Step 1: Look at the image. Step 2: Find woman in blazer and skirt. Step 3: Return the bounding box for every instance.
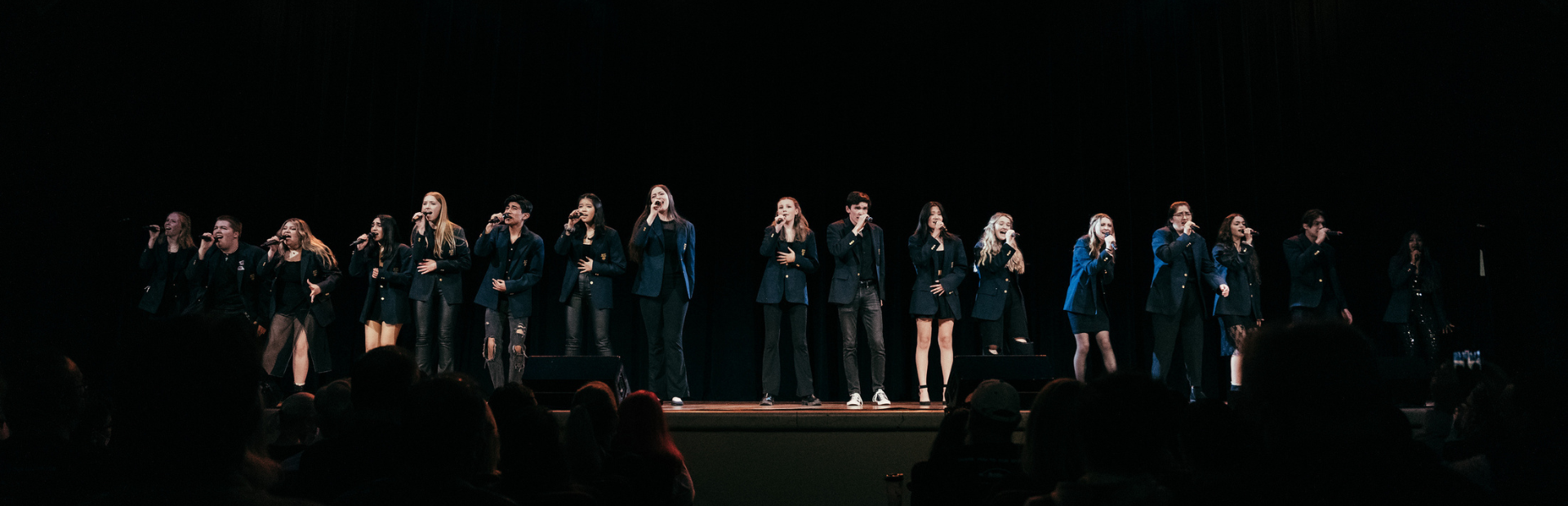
[915,202,969,406]
[261,218,337,392]
[555,193,626,357]
[348,215,414,351]
[1062,213,1116,380]
[757,198,822,406]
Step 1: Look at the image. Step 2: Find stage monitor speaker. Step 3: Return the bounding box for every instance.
[522,356,630,409]
[947,356,1057,409]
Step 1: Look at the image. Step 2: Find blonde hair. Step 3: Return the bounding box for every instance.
[980,213,1024,274]
[278,218,337,269]
[425,191,458,259]
[1085,213,1116,262]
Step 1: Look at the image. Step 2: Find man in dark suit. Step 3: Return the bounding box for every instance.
[1284,208,1353,322]
[1145,202,1231,399]
[474,194,544,388]
[828,191,891,407]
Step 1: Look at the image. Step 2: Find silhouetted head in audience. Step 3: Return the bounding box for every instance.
[612,390,685,462]
[404,374,499,479]
[315,380,354,437]
[353,346,419,421]
[1022,378,1087,487]
[109,315,262,487]
[1079,371,1178,475]
[0,348,87,440]
[969,380,1024,445]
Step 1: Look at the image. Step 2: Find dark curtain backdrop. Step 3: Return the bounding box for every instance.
[0,0,1568,399]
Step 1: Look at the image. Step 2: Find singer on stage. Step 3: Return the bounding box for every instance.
[1145,202,1231,399]
[136,211,196,321]
[757,198,822,406]
[261,218,337,392]
[404,191,470,376]
[1210,215,1264,390]
[970,213,1033,356]
[909,202,970,406]
[632,185,696,406]
[474,194,544,388]
[1062,213,1116,380]
[1383,230,1454,359]
[555,193,626,357]
[185,215,270,335]
[828,191,892,407]
[1284,208,1353,322]
[348,215,414,351]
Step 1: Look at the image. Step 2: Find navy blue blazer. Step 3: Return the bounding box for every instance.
[1062,235,1116,315]
[261,251,339,327]
[136,244,196,315]
[403,225,474,305]
[474,225,544,318]
[1284,233,1350,307]
[348,244,414,324]
[910,233,969,320]
[185,243,270,324]
[1383,255,1449,329]
[555,225,626,308]
[757,227,817,304]
[828,220,888,304]
[1143,225,1225,315]
[1212,243,1264,320]
[972,243,1024,320]
[632,218,696,300]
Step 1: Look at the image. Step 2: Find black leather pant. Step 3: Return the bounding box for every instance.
[414,285,458,376]
[566,274,615,357]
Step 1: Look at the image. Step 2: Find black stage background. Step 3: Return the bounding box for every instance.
[0,0,1568,399]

→ What you should do
Copy every line of the records above word for word, from the first line to the last. Leave out the pictures.

→ Finished exercise
Step 1: Look at the image. Step 2: Find woman in blazer and skirt. Step 3: Return the bounding box for every instance.
[915,202,969,406]
[261,218,337,392]
[555,193,626,357]
[348,215,414,351]
[1062,213,1116,380]
[757,198,822,406]
Step 1: Look at the image. Step 2: Find stage monitor speaker. Step 3: Return the bounding box for every instance.
[522,356,630,409]
[947,356,1057,409]
Step 1: Look at the image. Step 2: Find blonde hair. Step 3: Return the bounding box for every instance.
[980,213,1024,274]
[278,218,337,269]
[425,191,458,259]
[1085,213,1116,262]
Step 1: Look at the image. Step 2: Find man in dark suit. Step 3: Return the bounding box for every instance.
[1284,208,1353,322]
[1145,202,1231,399]
[474,194,544,388]
[828,191,891,407]
Step 1: Look at the image. Step 2: Find silhouetted head in audience. Step 3: Return the bounding box for every instance.
[612,390,685,462]
[404,374,499,479]
[315,380,354,437]
[353,346,419,421]
[1022,378,1087,487]
[109,315,262,487]
[1079,371,1178,475]
[0,348,87,440]
[969,380,1024,445]
Step 1: Look at the image. Step 2: Find dark curtain backdrop. Step 3: Return the bounding box for every instance.
[0,0,1568,399]
Step 1: Look at the image. Step 2: Find singer on stage. Step 3: Return the bounding box for every instance.
[1145,202,1231,399]
[136,211,196,321]
[757,198,822,406]
[261,218,337,392]
[404,191,470,376]
[1210,215,1264,390]
[970,213,1033,356]
[909,202,970,406]
[632,185,696,406]
[474,194,544,388]
[1062,213,1116,380]
[1383,230,1454,359]
[555,193,626,357]
[185,215,270,335]
[828,191,892,407]
[1284,208,1353,322]
[348,215,414,351]
Step 1: Look at the image. Step 2: Find navy blue blazer. Step 3: Return the bounding box for every instance.
[1062,235,1116,315]
[261,251,339,327]
[136,244,196,315]
[403,225,474,305]
[474,225,544,318]
[1284,233,1350,307]
[348,244,414,324]
[910,233,969,320]
[185,243,270,324]
[1383,255,1449,329]
[555,225,626,308]
[757,227,817,304]
[828,220,888,304]
[1143,225,1225,315]
[1212,243,1264,320]
[972,243,1024,320]
[632,218,696,300]
Step 1: Look at the image. Step 2: Find black leather pant. Step 3: Return the bounding box for every instance.
[414,285,458,376]
[566,274,615,357]
Step 1: Look at the image. Step 2: Find black stage background. Step 3: Return the bounding box for every instance.
[0,0,1568,399]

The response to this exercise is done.